**WRITTEN TASK**
Reproduce the listing below with every "target" renamed to "label", leaving the rest unchanged.

**DATASET CONTENT**
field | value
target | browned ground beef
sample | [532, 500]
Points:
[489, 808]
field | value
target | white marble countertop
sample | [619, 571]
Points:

**SOLUTION TO THE EXERCISE**
field | value
label | browned ground beef
sample | [532, 500]
Points:
[489, 808]
field | value
label | white marble countertop
sample | [619, 571]
Points:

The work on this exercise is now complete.